### Exercise details
Nothing may be dropped or added when the entries below are copied.

### The records
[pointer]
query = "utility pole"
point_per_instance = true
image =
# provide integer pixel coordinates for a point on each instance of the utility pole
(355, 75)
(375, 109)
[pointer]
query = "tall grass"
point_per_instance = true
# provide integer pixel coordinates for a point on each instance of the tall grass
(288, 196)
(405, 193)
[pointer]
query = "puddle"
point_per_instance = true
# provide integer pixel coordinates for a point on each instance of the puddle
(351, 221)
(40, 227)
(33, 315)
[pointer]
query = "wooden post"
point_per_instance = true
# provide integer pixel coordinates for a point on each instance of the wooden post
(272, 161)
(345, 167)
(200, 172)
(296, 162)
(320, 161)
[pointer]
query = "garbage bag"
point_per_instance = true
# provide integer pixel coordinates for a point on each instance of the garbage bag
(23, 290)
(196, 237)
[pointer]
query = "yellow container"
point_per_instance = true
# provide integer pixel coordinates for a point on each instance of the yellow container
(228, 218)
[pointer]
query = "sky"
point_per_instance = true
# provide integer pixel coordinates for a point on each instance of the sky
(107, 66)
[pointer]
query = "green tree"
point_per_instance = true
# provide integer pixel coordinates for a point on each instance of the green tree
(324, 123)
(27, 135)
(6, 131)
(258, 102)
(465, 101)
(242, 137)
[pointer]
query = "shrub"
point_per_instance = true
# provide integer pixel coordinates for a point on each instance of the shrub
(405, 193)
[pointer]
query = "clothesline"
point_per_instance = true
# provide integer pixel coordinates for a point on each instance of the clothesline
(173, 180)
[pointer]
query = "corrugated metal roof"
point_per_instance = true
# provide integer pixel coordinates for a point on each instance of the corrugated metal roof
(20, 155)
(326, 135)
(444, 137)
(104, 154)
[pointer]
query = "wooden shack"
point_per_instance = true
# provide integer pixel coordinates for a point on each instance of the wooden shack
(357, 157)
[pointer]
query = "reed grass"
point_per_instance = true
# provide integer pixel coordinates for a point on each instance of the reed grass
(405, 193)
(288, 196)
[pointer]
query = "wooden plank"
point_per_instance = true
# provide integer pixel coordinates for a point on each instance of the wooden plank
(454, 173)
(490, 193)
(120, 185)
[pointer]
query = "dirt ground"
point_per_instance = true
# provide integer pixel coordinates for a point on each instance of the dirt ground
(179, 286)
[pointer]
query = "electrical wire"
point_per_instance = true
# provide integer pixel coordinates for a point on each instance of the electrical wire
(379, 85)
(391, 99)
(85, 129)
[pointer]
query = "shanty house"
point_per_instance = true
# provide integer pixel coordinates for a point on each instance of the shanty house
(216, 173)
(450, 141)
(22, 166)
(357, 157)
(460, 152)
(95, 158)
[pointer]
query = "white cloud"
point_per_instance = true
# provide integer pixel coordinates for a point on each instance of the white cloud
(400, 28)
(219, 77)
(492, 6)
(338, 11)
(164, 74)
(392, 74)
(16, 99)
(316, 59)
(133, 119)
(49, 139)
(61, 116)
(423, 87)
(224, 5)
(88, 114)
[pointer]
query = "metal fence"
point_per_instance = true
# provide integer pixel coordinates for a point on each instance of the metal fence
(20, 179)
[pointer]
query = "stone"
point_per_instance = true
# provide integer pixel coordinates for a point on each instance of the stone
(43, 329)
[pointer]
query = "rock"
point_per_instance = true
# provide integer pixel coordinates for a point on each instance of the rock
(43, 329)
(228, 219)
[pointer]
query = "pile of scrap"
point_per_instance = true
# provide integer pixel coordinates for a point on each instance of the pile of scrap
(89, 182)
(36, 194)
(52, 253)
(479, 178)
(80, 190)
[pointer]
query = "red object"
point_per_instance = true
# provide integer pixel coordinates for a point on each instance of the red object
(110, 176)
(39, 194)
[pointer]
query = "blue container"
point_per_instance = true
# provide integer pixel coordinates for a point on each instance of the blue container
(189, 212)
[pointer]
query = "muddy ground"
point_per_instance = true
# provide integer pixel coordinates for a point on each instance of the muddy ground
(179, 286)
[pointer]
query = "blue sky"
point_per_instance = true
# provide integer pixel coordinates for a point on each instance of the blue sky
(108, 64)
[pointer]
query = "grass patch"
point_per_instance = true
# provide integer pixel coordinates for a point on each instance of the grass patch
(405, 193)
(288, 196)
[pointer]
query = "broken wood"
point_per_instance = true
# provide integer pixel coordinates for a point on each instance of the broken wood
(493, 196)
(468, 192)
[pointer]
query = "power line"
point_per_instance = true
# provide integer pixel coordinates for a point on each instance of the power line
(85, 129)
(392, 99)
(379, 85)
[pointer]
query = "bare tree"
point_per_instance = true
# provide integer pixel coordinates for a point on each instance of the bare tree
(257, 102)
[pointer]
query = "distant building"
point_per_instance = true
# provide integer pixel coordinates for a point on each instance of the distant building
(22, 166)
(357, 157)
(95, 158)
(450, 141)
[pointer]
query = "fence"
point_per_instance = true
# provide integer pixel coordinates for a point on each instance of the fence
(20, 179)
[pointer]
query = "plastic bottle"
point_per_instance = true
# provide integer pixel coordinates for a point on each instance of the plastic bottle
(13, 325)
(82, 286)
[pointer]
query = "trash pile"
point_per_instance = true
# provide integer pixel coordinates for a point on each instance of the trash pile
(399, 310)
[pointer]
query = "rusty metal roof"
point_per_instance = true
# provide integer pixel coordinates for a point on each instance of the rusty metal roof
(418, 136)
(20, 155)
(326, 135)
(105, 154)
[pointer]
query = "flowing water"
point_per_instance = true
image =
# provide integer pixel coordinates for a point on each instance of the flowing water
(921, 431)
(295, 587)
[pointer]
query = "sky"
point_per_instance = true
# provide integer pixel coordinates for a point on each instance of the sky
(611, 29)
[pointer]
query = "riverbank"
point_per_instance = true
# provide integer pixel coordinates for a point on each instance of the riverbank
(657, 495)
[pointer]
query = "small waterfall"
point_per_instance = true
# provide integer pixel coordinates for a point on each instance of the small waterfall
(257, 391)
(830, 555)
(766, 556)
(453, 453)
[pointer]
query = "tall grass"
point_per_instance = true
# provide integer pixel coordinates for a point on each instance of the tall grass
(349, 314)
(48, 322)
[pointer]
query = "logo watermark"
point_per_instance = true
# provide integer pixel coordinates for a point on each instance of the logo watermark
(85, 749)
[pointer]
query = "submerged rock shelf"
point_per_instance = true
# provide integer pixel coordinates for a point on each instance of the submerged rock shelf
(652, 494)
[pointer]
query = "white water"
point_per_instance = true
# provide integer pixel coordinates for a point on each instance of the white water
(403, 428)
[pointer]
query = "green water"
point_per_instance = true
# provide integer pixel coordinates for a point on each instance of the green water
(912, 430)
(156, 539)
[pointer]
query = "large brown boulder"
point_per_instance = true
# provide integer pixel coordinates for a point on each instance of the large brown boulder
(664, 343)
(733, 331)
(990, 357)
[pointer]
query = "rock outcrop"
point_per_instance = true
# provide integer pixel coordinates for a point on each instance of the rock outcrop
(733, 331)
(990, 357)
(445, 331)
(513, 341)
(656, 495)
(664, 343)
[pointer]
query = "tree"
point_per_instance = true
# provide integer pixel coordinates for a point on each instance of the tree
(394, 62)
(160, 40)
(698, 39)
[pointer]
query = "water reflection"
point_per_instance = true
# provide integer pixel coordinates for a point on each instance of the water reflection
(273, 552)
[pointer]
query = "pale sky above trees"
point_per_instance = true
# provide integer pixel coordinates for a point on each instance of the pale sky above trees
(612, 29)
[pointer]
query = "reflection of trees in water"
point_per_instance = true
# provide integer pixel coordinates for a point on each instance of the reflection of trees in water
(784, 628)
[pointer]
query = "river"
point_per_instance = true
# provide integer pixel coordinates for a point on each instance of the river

### Exercise result
[pointer]
query = "utility pole"
point_per_instance = true
image =
# provide integer pixel coordinates for a point on each instance of the utility pole
(355, 75)
(375, 109)
[pointer]
query = "tall grass"
point_per_instance = true
# provide integer pixel coordinates for a point on each instance of the tall grass
(288, 196)
(405, 193)
[pointer]
query = "puddle"
point_per_instance = true
# provide integer pixel coordinates for a point on each instance of the puddle
(351, 221)
(40, 227)
(33, 315)
[pointer]
query = "wooden post"
point_per_instance = true
# provide integer pixel coordinates for a point on each instance of the wooden post
(272, 161)
(345, 167)
(200, 172)
(296, 162)
(320, 161)
[pointer]
query = "garbage bag"
point_per_instance = true
# provide integer pixel coordinates for a point on each instance of the garbage bag
(23, 290)
(196, 237)
[pointer]
query = "yellow container"
point_per_instance = true
# provide integer pixel coordinates for a point on each instance of the yellow container
(228, 218)
[pointer]
query = "sky"
point_per_instance = true
# provide integer pixel coordinates for a point on each instance of the sky
(107, 66)
[pointer]
query = "green tree"
point_per_instance = true
# provide integer pixel coordinates for a point on each instance of the green tree
(324, 123)
(27, 135)
(6, 131)
(258, 102)
(465, 101)
(242, 137)
[pointer]
query = "shrub"
point_per_instance = true
# provide integer pixel coordinates for a point on each instance of the shrub
(405, 193)
[pointer]
query = "clothesline"
point_per_instance = true
# provide integer pixel coordinates for a point on each instance of the clothesline
(173, 180)
[pointer]
query = "corrugated metal roof"
point_per_instance = true
# provide integer pixel coordinates for a point on each instance of the corrugated metal roof
(20, 155)
(326, 135)
(444, 137)
(104, 154)
[pointer]
query = "wooden shack"
point_per_instance = true
# provide integer pixel coordinates for a point on each instance of the wooden shack
(357, 157)
[pointer]
query = "reed grass"
point_per_instance = true
# provide integer pixel coordinates for a point on each instance of the reed grass
(405, 193)
(288, 196)
[pointer]
query = "wooden plank"
point_per_instance = true
# provide integer pixel coordinates for a point on each instance of the wooden plank
(454, 173)
(490, 193)
(120, 185)
[pointer]
query = "dirt ground"
point_per_instance = true
# provide integer pixel coordinates for a point on each instance of the dirt ground
(179, 286)
[pointer]
query = "electrical wire"
point_per_instance = true
# provide integer pixel coordinates for a point on each instance of the electrical wire
(379, 85)
(391, 99)
(85, 129)
[pointer]
query = "shanty house"
point_per_instance = true
# provide integer pixel coordinates for a point on each instance of the shanty house
(216, 173)
(450, 141)
(22, 166)
(357, 157)
(460, 152)
(95, 158)
[pointer]
query = "white cloud"
point_per_instance = true
# provide integer pixel coordinates for a point on each instance of the white cloud
(400, 28)
(219, 77)
(492, 6)
(338, 11)
(164, 74)
(392, 74)
(16, 99)
(316, 59)
(133, 119)
(49, 139)
(61, 116)
(423, 87)
(224, 5)
(88, 114)
[pointer]
query = "metal fence"
point_per_instance = true
# provide integer pixel coordinates for a point on each instance of the metal fence
(20, 179)
[pointer]
query = "stone"
point_per_instance = true
# provide integer pixel coordinates for a point on each instance of the stone
(43, 329)
[pointer]
query = "rock"
point_per_instance = true
# provide integer pixel coordinates for a point on each instance of the rock
(43, 329)
(228, 219)
[pointer]
query = "pile of scrap"
point_per_instance = true
# provide integer pixel coordinates for a point on each instance of the pile of scrap
(89, 182)
(36, 194)
(52, 253)
(479, 178)
(80, 190)
[pointer]
query = "red object"
point_per_instance = true
# provide integer pixel coordinates for a point on each instance of the red object
(110, 176)
(39, 194)
[pointer]
query = "blue container"
point_per_instance = true
# provide integer pixel coordinates for a point on each instance of the blue container
(189, 212)
[pointer]
query = "muddy ground"
point_per_instance = true
# provide integer pixel coordinates for a point on each instance of the muddy ground
(179, 286)
[pointer]
query = "blue sky"
point_per_instance = true
# provide integer pixel coordinates for a point on each instance of the blue sky
(108, 64)
[pointer]
query = "grass patch"
point_per_instance = true
# provide integer pixel coordinates for a point on each instance of the grass patch
(405, 193)
(288, 196)
[pointer]
query = "broken wood"
point_per_instance = true
# provide integer pixel coordinates for a point on each instance of the broken wood
(493, 196)
(468, 192)
[pointer]
query = "power line"
point_per_instance = true
# provide integer pixel coordinates for a point on each instance of the power line
(85, 129)
(392, 99)
(379, 85)
[pointer]
query = "bare tree"
point_per_instance = true
# provide integer pixel coordinates for a point on each instance of the bare tree
(257, 102)
[pointer]
query = "distant building"
point_per_instance = true
# provide integer pixel coordinates for a point on each instance of the distant building
(22, 166)
(357, 157)
(95, 158)
(450, 141)
[pointer]
query = "fence"
point_per_instance = true
# provide integer pixel coordinates for a point on each instance of the fence
(20, 179)
[pointer]
query = "plastic bottle"
point_per_instance = true
# provide integer pixel coordinates for a point on each instance of the plastic bottle
(13, 325)
(82, 286)
[pointer]
query = "trash pile"
point_per_instance = true
# provide integer pixel coordinates for a point on each instance of the trash pile
(399, 310)
[pointer]
query = "rusty metal roof"
point_per_instance = true
# provide integer pixel coordinates for a point on each instance of the rusty metal roof
(418, 136)
(20, 155)
(326, 135)
(105, 154)
[pointer]
query = "flowing water"
point_per_instance = true
image =
# provide integer pixel coordinates for a point on each instance of the flowing water
(921, 431)
(295, 587)
[pointer]
query = "sky"
point_per_instance = true
# provide integer pixel coordinates for a point on each instance of the sky
(611, 29)
[pointer]
query = "riverbank"
point_per_instance = true
# provide integer pixel coordinates for a point on each instance of the riverbank
(657, 495)
[pointer]
query = "small waterfall"
point_per_instance = true
# provide integer pixel coordinates for a point on each instance of the small waterfall
(257, 391)
(830, 555)
(766, 556)
(453, 453)
[pointer]
query = "tall grass"
point_per_instance = true
# provide integer pixel coordinates for a point on each instance of the tall grass
(349, 314)
(48, 322)
[pointer]
query = "logo watermark"
point_per_instance = true
# provide integer pixel coordinates for a point on each instance of the logo watermark
(85, 749)
[pointer]
query = "submerged rock shelf"
point_per_instance = true
# provide integer pixel coordinates for a point on each instance of the submerged rock shelf
(652, 494)
[pointer]
query = "white water"
point_per_instance = true
# provide integer pixel coordinates for a point on each instance of the white water
(403, 428)
[pointer]
query = "green water"
point_per_instance = true
# provide integer pixel coordinates for a point on each instance of the green water
(912, 430)
(156, 539)
[pointer]
query = "large brown boulder"
point_per_instance = true
# provide integer pixel coordinates for a point on each instance of the large brown boulder
(664, 343)
(733, 331)
(990, 357)
[pointer]
query = "rock outcrop"
point_per_instance = true
# provide integer pixel coordinates for a point on each instance of the rock outcrop
(733, 331)
(990, 357)
(445, 331)
(513, 341)
(656, 495)
(664, 343)
[pointer]
query = "tree"
point_per_instance = true
# provide integer pixel coordinates for a point on each instance of the tree
(394, 62)
(160, 40)
(698, 39)
[pointer]
query = "water reflection"
point_per_instance = true
# provide integer pixel coordinates for a point on each instance of the water reflection
(273, 552)
[pointer]
query = "pale sky above trees"
point_per_instance = true
# provide integer pixel coordinates for a point on each instance of the pale sky above trees
(612, 29)
[pointer]
query = "reflection of trees in water"
point_per_instance = true
# provide integer pixel coordinates for a point on each instance of the reflection of trees in water
(784, 628)
[pointer]
query = "river"
point_per_instance = true
# provide integer pixel coordinates for a point on each instance of the river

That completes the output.